__Provided records__
==*==

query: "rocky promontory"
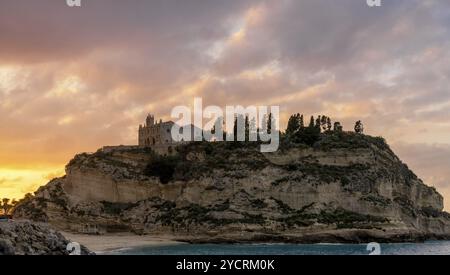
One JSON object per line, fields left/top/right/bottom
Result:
{"left": 13, "top": 131, "right": 450, "bottom": 243}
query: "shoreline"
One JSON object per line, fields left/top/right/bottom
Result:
{"left": 61, "top": 229, "right": 450, "bottom": 254}
{"left": 60, "top": 231, "right": 450, "bottom": 256}
{"left": 61, "top": 232, "right": 183, "bottom": 254}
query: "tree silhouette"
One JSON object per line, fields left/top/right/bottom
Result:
{"left": 245, "top": 115, "right": 250, "bottom": 141}
{"left": 309, "top": 116, "right": 315, "bottom": 128}
{"left": 315, "top": 115, "right": 322, "bottom": 131}
{"left": 267, "top": 113, "right": 273, "bottom": 135}
{"left": 326, "top": 117, "right": 332, "bottom": 132}
{"left": 233, "top": 114, "right": 246, "bottom": 141}
{"left": 259, "top": 114, "right": 268, "bottom": 142}
{"left": 320, "top": 115, "right": 329, "bottom": 132}
{"left": 334, "top": 122, "right": 343, "bottom": 132}
{"left": 270, "top": 113, "right": 277, "bottom": 136}
{"left": 1, "top": 198, "right": 17, "bottom": 216}
{"left": 249, "top": 116, "right": 257, "bottom": 141}
{"left": 211, "top": 124, "right": 216, "bottom": 135}
{"left": 295, "top": 115, "right": 320, "bottom": 146}
{"left": 286, "top": 114, "right": 300, "bottom": 136}
{"left": 354, "top": 120, "right": 364, "bottom": 134}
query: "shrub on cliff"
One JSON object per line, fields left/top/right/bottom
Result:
{"left": 314, "top": 131, "right": 390, "bottom": 151}
{"left": 144, "top": 155, "right": 181, "bottom": 184}
{"left": 101, "top": 201, "right": 138, "bottom": 215}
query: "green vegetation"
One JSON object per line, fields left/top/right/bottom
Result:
{"left": 394, "top": 197, "right": 417, "bottom": 218}
{"left": 340, "top": 176, "right": 350, "bottom": 187}
{"left": 278, "top": 206, "right": 388, "bottom": 229}
{"left": 314, "top": 132, "right": 390, "bottom": 152}
{"left": 318, "top": 208, "right": 387, "bottom": 225}
{"left": 354, "top": 120, "right": 364, "bottom": 134}
{"left": 72, "top": 113, "right": 398, "bottom": 188}
{"left": 283, "top": 113, "right": 391, "bottom": 153}
{"left": 398, "top": 163, "right": 419, "bottom": 183}
{"left": 251, "top": 199, "right": 268, "bottom": 209}
{"left": 144, "top": 141, "right": 269, "bottom": 184}
{"left": 10, "top": 194, "right": 49, "bottom": 222}
{"left": 420, "top": 207, "right": 450, "bottom": 219}
{"left": 360, "top": 195, "right": 392, "bottom": 207}
{"left": 272, "top": 198, "right": 293, "bottom": 214}
{"left": 271, "top": 177, "right": 290, "bottom": 186}
{"left": 144, "top": 154, "right": 181, "bottom": 184}
{"left": 153, "top": 200, "right": 266, "bottom": 227}
{"left": 142, "top": 127, "right": 393, "bottom": 189}
{"left": 101, "top": 201, "right": 139, "bottom": 215}
{"left": 284, "top": 114, "right": 333, "bottom": 146}
{"left": 280, "top": 162, "right": 370, "bottom": 185}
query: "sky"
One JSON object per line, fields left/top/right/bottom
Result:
{"left": 0, "top": 0, "right": 449, "bottom": 210}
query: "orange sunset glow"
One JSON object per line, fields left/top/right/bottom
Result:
{"left": 1, "top": 0, "right": 450, "bottom": 211}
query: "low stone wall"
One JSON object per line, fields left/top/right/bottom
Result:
{"left": 101, "top": 144, "right": 177, "bottom": 155}
{"left": 101, "top": 145, "right": 141, "bottom": 153}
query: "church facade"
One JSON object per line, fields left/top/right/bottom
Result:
{"left": 138, "top": 114, "right": 175, "bottom": 147}
{"left": 103, "top": 114, "right": 192, "bottom": 156}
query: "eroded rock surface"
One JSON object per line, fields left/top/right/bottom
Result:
{"left": 14, "top": 133, "right": 450, "bottom": 243}
{"left": 0, "top": 220, "right": 91, "bottom": 255}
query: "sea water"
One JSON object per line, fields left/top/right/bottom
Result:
{"left": 110, "top": 241, "right": 450, "bottom": 255}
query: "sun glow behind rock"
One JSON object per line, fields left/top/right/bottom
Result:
{"left": 0, "top": 167, "right": 64, "bottom": 200}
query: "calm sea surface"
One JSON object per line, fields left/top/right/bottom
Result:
{"left": 109, "top": 241, "right": 450, "bottom": 255}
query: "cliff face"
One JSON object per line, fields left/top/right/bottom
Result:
{"left": 14, "top": 133, "right": 450, "bottom": 243}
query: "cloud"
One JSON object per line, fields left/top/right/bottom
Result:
{"left": 0, "top": 0, "right": 450, "bottom": 208}
{"left": 0, "top": 176, "right": 23, "bottom": 188}
{"left": 0, "top": 0, "right": 257, "bottom": 63}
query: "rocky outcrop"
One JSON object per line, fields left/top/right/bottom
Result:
{"left": 13, "top": 133, "right": 450, "bottom": 243}
{"left": 0, "top": 220, "right": 91, "bottom": 255}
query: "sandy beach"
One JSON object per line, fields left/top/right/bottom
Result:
{"left": 62, "top": 232, "right": 182, "bottom": 254}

==*==

__Directions__
Only the words belong in your copy: restate the data above exactly and leave the images out.

__Result__
query: "rocky promontory"
One JSON object per line, fields left/top/right/bottom
Result:
{"left": 13, "top": 131, "right": 450, "bottom": 243}
query: "shoreline"
One JSON object per line, fields left/top/right/bottom
Result:
{"left": 61, "top": 229, "right": 450, "bottom": 254}
{"left": 60, "top": 231, "right": 450, "bottom": 256}
{"left": 61, "top": 232, "right": 183, "bottom": 254}
query: "tree silhouette"
One JSON object per line, fields left/top/right/bottom
Result:
{"left": 245, "top": 115, "right": 250, "bottom": 141}
{"left": 309, "top": 116, "right": 315, "bottom": 128}
{"left": 315, "top": 115, "right": 322, "bottom": 131}
{"left": 267, "top": 113, "right": 273, "bottom": 135}
{"left": 326, "top": 117, "right": 332, "bottom": 132}
{"left": 233, "top": 114, "right": 246, "bottom": 141}
{"left": 259, "top": 114, "right": 268, "bottom": 142}
{"left": 320, "top": 115, "right": 329, "bottom": 132}
{"left": 334, "top": 122, "right": 343, "bottom": 132}
{"left": 270, "top": 113, "right": 277, "bottom": 136}
{"left": 1, "top": 198, "right": 17, "bottom": 216}
{"left": 249, "top": 116, "right": 257, "bottom": 141}
{"left": 211, "top": 124, "right": 216, "bottom": 135}
{"left": 295, "top": 115, "right": 320, "bottom": 146}
{"left": 286, "top": 114, "right": 300, "bottom": 136}
{"left": 354, "top": 120, "right": 364, "bottom": 134}
query: "shrub on cliff"
One JSON object per line, fields left/top/right/bottom
Result:
{"left": 314, "top": 131, "right": 390, "bottom": 151}
{"left": 144, "top": 155, "right": 181, "bottom": 184}
{"left": 101, "top": 201, "right": 138, "bottom": 215}
query: "green vegetation"
One JSON object per line, fields left/top/right/bottom
Result:
{"left": 394, "top": 197, "right": 417, "bottom": 218}
{"left": 340, "top": 176, "right": 350, "bottom": 187}
{"left": 278, "top": 206, "right": 388, "bottom": 229}
{"left": 314, "top": 132, "right": 390, "bottom": 152}
{"left": 318, "top": 208, "right": 387, "bottom": 225}
{"left": 354, "top": 120, "right": 364, "bottom": 134}
{"left": 72, "top": 113, "right": 398, "bottom": 188}
{"left": 283, "top": 113, "right": 391, "bottom": 153}
{"left": 398, "top": 163, "right": 419, "bottom": 183}
{"left": 251, "top": 199, "right": 268, "bottom": 209}
{"left": 144, "top": 141, "right": 269, "bottom": 184}
{"left": 10, "top": 194, "right": 49, "bottom": 222}
{"left": 420, "top": 207, "right": 450, "bottom": 219}
{"left": 360, "top": 195, "right": 392, "bottom": 207}
{"left": 272, "top": 198, "right": 293, "bottom": 214}
{"left": 271, "top": 177, "right": 290, "bottom": 186}
{"left": 144, "top": 154, "right": 181, "bottom": 184}
{"left": 153, "top": 200, "right": 266, "bottom": 227}
{"left": 142, "top": 127, "right": 393, "bottom": 189}
{"left": 101, "top": 201, "right": 139, "bottom": 215}
{"left": 284, "top": 114, "right": 333, "bottom": 146}
{"left": 280, "top": 162, "right": 370, "bottom": 185}
query: "sky"
One JSON object per line, fields left/top/right/bottom
Result:
{"left": 0, "top": 0, "right": 449, "bottom": 210}
query: "orange sunset glow"
One JSON object per line, fields left/top/right/bottom
Result:
{"left": 1, "top": 0, "right": 450, "bottom": 211}
query: "low stone wall"
One JSON object per line, fields left/top/right/bottom
Result:
{"left": 101, "top": 144, "right": 177, "bottom": 155}
{"left": 101, "top": 145, "right": 141, "bottom": 153}
query: "church facade"
One JSON object per line, fields left/top/right/bottom
Result:
{"left": 138, "top": 114, "right": 175, "bottom": 147}
{"left": 103, "top": 114, "right": 192, "bottom": 156}
query: "eroded rock surface"
One JSON object per line, fields left/top/right/bottom
Result:
{"left": 14, "top": 133, "right": 450, "bottom": 243}
{"left": 0, "top": 220, "right": 91, "bottom": 255}
query: "sea water"
One JSON object per line, fields left/top/right/bottom
Result:
{"left": 110, "top": 241, "right": 450, "bottom": 255}
query: "sun glow behind rock"
One JSON object per line, fields left/top/right/bottom
Result:
{"left": 0, "top": 167, "right": 64, "bottom": 200}
query: "calm sea surface"
One JSON object per line, fields left/top/right/bottom
Result:
{"left": 109, "top": 241, "right": 450, "bottom": 255}
query: "cliff face"
One JSON object per line, fields left/top/right/bottom
Result:
{"left": 14, "top": 133, "right": 450, "bottom": 243}
query: "cloud"
One JSON object per line, fields left/top/right/bottom
Result:
{"left": 0, "top": 0, "right": 450, "bottom": 208}
{"left": 0, "top": 176, "right": 23, "bottom": 188}
{"left": 0, "top": 0, "right": 257, "bottom": 63}
query: "rocky outcrop"
One JSON object per line, fields left/top/right/bottom
Result:
{"left": 13, "top": 133, "right": 450, "bottom": 243}
{"left": 0, "top": 220, "right": 91, "bottom": 255}
query: "sandy beach"
One JSON object per line, fields left/top/right/bottom
Result:
{"left": 62, "top": 232, "right": 182, "bottom": 254}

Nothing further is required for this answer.